Instrução
No texto sobre a alta da Selic, qual valor em produtos americanos a China prometeu importar?

Texto da página

^^^^^^^^

Em sua primeira reunião do ano e sob nova gestão, o Copom, como já era esperado, puniu o consumidor aumentando a taxa de juros Selic em 0,5%. Com uma taxa de 11,25%, fica cada vez mais claro o esforço que o novo governo está exercendo para desacelerar a economia. A inflação é de demanda, dizem eles. É necessário aumentar os juros! O que fazer, então, com a pressão inflacionária, que começa a ser observada pelo aumento dos preços das commodities, ou seja, por um choque de oferta? Não é necessário usar sua bola de cristal, caro leitor. Afinal, o mesmo remédio curará todos os males. Maravilhoso para os bancos, ruim para o povo, ruim para o setor produtivo, ruim para o governo. Os bancos recebem remunerações maiores (já planejam aumentar o spread), o povo paga mais pelo crédito, o setor produtivo cresce menos (a expansão da indústria de transformação cairá de 10,2% em 2010 para 5,4%, este ano) e o governo remunera a uma taxa maior que a Selic grande parte dos seus títulos, que atraem dólares para o país, que valoriza o real, que obriga o governo a comprar dólares, que aumenta a quantidade de moeda doméstica em circulação, que gera inflação, que é combatida com o aumento dos juros... Onde vamos parar?
Segundo alguns economistas, o Banco Central deveria ser mais “comedido” no seu ciclo de alta dos juros, pois, além da inflação, existe a questão cambial. Um estudo realizado para os emergentes, Brasil, China, Índia, México, Turquia, Coréia do Sul e África do Sul, constatou que o maior perdedor da guerra cambial foi o Brasil que apresentou a maior inflação, o maior juro e a maior apreciação cambial. Aliás, tanto interna quanto externamente, este assunto nunca foi tão discutido. A guerra do câmbio voltou à tona com a visita do presidente chinês aos Estados Unidos esta semana.
Nesse encontro, para aliviar a tensão entre os dois países, a China prometeu importar US$ 45 bilhões em produtos americanos. Segundo os EUA, os acordos com os chineses deverão criar internamente 235 mil empregos. Mas, em relação à questão cambial, não houve avanços. O governo chinês se mostrou pouco preocupado com a pressão norte-americana em relação à valorização do yuan. O presidente, Hu Jintao, declarou que um sistema monetário baseado no dólar é “produto do passado”. Nada o convence a valorizar sua moeda, nem mesmo o assombroso monstro da inflação, levantado pelos Estados Unidos.

^^^^^^^^

Dados de marcação de pontos em fotos
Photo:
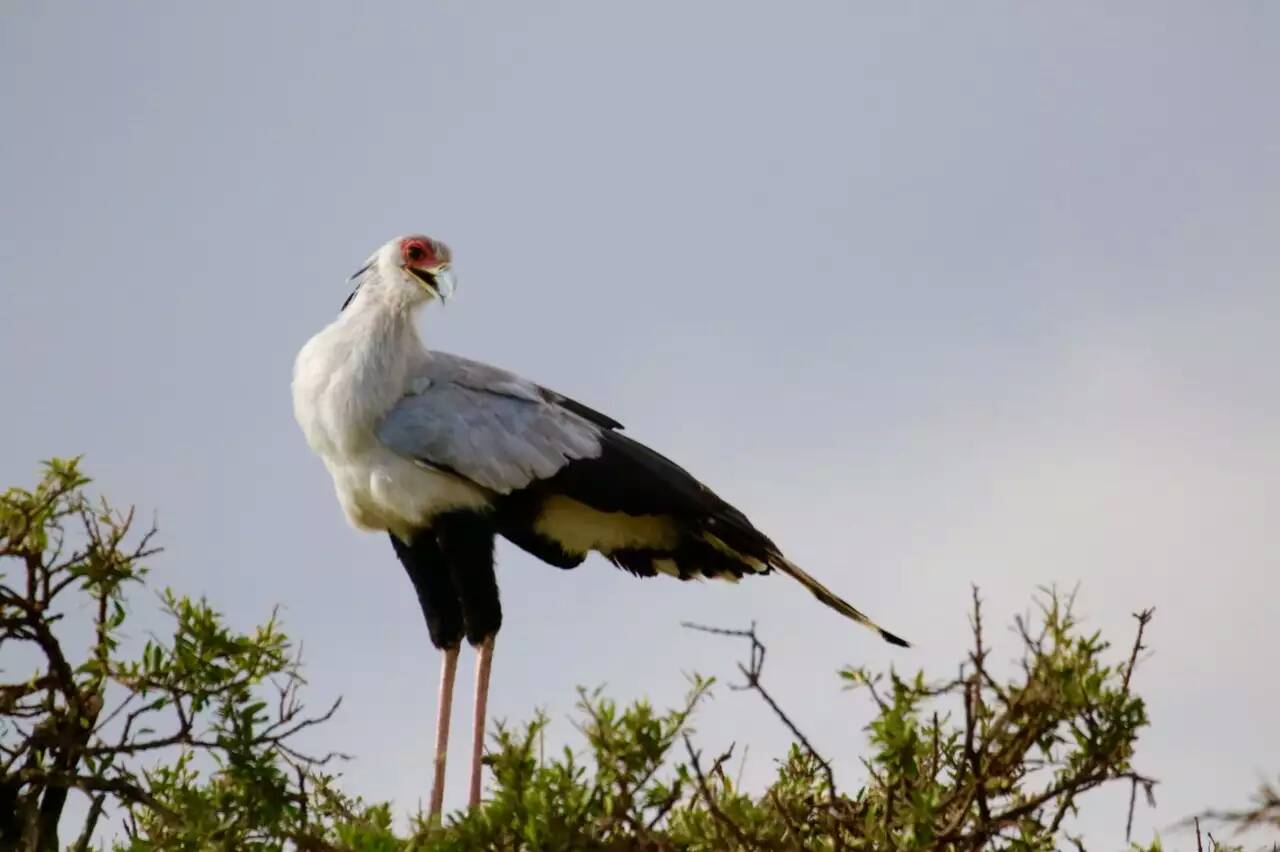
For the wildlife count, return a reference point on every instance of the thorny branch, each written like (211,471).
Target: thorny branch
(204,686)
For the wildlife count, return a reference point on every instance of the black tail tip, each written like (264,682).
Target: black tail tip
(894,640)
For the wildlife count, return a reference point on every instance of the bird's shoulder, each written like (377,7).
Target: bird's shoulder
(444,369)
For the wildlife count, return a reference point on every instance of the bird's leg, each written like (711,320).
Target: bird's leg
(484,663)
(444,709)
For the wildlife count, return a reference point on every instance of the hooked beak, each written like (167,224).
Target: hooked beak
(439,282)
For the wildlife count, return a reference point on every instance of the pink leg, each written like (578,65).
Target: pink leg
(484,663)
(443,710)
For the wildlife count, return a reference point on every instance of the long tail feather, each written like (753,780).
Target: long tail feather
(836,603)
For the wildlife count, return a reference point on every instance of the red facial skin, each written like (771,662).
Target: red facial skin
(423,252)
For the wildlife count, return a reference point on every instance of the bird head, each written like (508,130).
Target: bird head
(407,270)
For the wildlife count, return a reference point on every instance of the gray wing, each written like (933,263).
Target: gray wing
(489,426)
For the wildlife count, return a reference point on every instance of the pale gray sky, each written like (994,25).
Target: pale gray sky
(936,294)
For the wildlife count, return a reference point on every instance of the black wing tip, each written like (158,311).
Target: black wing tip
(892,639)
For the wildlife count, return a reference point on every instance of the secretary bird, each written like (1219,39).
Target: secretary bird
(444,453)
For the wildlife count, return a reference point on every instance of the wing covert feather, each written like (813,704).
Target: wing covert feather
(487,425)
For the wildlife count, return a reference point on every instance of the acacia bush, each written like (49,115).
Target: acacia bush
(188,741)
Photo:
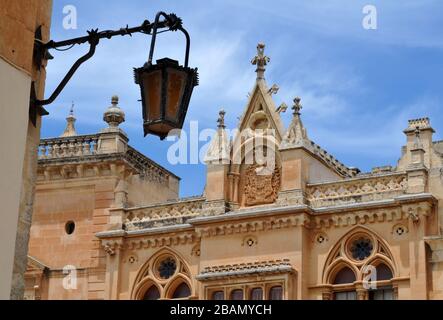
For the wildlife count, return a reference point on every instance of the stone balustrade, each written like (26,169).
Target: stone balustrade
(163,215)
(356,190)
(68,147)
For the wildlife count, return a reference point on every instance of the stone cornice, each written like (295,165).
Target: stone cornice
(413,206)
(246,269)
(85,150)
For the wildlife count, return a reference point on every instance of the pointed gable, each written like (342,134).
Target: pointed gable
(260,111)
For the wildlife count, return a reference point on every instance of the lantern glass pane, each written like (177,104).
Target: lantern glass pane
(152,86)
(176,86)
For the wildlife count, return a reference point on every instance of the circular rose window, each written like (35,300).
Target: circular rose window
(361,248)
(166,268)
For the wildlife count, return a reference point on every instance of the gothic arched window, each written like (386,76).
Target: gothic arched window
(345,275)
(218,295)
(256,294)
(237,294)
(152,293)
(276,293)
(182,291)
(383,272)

^^^^^^^^

Resposta
US$ 45 bilhões.